Schüler-Lärm macht Lehrer krank
Wissenschaftler haben Bremer Lehrer auf Herz und Nieren untersucht und herausgefunden: Ihr lauter Arbeitsplatz macht Pädagogen mürbe. Die Forscher klagen über angebliches Desinteresse des Bildungssenators, Lemkes Sprecher widerspricht
Bremen taz ■ Fast jeder kennt einen, viele lästern über sie: ausgebrannte Lehrer, am Burnout-Syndrom laborierende Pädagogen. Ein Bremer Forschungsteam aus Medizinern, Pädagogen und Messtechnikern hat sich dem Phänomen streng wissenschaftlich angenommen: 178 LehrerInnen haben sie an fünf Bremer Schulen beobachtet: an drei Grundschulen, einem Schulzentrum der Sekundarstufe I und einer Gesamtschule.
Obwohl die Untersuchung des Instituts für Interdisziplinäre Schulforschung, das an der Bremer Uni angesiedelt ist, schon beinahe fünf Jahre her ist, gingen die Forscher erst jetzt mit den Ergebnissen an die Öffentlichkeit. Zum einen vermissen sie nämlich eine Reaktion des Auftraggebers – die Studie hatte die damalige Bildungssenatorin Bringfriede Kahrs (SPD) 1998 bestellt – zum anderen arbeitet das Institut derzeit an einem Forschungsauftrag, der auf den Erkenntnissen von damals aufbaut.
Das ernüchternde Fazit der ersten Studie lautete: „Lehrerinnen und Lehrer sind hohen und nicht ausreichend kompensierten psychischen und körperlichen Anforderungen ausgesetzt.“ Viele Pädagogen litten unter Ernährungsstörungen, Beschwerden im Bewegungsapparat sowie Kreislaufproblemen. Hinzu kämen erhöhte Reizbarkeit, Schlafstörungen und Konzentrationsmängel. All das zwinge nicht wenige „zur vorzeitigen Beendigung des Berufslebens.“
Die Bremer Forscher hatten den Unterrichtsverlauf beobachtet und nahmen bei ihren Test-Pädagogen Langzeit-EKGs auf – jede An- oder Entspannung wurde protokolliert. Außerdem mussten die Lehrer einen 135 Einzelfragen umfassenden Erhebungsbogen ausfüllen. Dabei wollen die Wissenschaftler herausgefunden haben, dass Lärm einer der größten Belastungsfaktoren für Lehrer ist. Deswegen sind sie derzeit im Auftrag des Dortmunder Bundesinstituts für Arbeitsschutz dabei, an vier weiteren Schulen im Land Bremen intensiv die Lärmbelastung zu untersuchen.

Einträge eines Datensatzes
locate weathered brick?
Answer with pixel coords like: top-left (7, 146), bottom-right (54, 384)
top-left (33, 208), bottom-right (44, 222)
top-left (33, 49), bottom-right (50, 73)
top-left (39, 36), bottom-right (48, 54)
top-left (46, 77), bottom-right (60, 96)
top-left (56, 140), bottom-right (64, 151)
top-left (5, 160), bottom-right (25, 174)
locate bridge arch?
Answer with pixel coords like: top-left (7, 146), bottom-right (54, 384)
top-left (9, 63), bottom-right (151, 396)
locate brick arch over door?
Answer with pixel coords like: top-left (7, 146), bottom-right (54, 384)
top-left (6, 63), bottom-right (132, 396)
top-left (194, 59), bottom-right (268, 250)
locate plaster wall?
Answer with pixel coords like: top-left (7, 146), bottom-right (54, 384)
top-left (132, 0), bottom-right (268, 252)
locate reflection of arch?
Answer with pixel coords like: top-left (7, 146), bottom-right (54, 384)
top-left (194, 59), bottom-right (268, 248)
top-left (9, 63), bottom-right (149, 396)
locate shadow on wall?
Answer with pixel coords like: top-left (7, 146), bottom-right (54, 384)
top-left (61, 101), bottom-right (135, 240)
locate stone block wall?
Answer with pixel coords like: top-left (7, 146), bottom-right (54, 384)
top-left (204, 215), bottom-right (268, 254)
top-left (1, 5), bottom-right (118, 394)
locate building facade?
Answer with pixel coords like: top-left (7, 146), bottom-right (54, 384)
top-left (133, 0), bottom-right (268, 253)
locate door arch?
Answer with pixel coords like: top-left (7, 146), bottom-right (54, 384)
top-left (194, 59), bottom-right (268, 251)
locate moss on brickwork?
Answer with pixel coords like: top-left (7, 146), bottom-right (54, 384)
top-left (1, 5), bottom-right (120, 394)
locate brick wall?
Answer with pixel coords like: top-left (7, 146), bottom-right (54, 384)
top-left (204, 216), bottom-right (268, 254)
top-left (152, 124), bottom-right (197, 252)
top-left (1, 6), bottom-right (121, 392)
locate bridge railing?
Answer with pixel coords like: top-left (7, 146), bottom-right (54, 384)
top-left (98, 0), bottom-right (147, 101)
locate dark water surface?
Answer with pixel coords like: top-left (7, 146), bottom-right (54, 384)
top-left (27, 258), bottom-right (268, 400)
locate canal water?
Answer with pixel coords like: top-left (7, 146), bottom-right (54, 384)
* * *
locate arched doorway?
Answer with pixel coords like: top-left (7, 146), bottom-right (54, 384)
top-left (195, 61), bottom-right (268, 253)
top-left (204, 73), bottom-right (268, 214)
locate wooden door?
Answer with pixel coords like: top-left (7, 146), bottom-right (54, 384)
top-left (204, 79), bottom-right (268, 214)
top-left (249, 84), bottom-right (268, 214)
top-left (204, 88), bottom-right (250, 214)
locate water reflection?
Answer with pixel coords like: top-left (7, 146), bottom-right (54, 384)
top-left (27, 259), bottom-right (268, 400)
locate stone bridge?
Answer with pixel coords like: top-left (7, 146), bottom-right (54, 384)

[AUFGABEN]
1 – Wiederholen Sie aus dem Textauszug alles von "Obwohl die Untersuchung" bis hinunter zu "von damals aufbaut." wortgetreu.
2 – Wie viele Lehrerinnen und Lehrer hat das Bremer Forschungsteam laut dem Textauszug beobachtet?

[ANTWORTEN]
1 –
Obwohl die Untersuchung des Instituts für Interdisziplinäre Schulforschung, das an der Bremer Uni angesiedelt ist, schon beinahe fünf Jahre her ist, gingen die Forscher erst jetzt mit den Ergebnissen an die Öffentlichkeit. Zum einen vermissen sie nämlich eine Reaktion des Auftraggebers – die Studie hatte die damalige Bildungssenatorin Bringfriede Kahrs (SPD) 1998 bestellt – zum anderen arbeitet das Institut derzeit an einem Forschungsauftrag, der auf den Erkenntnissen von damals aufbaut.

2 – 178 Lehrerinnen und Lehrer.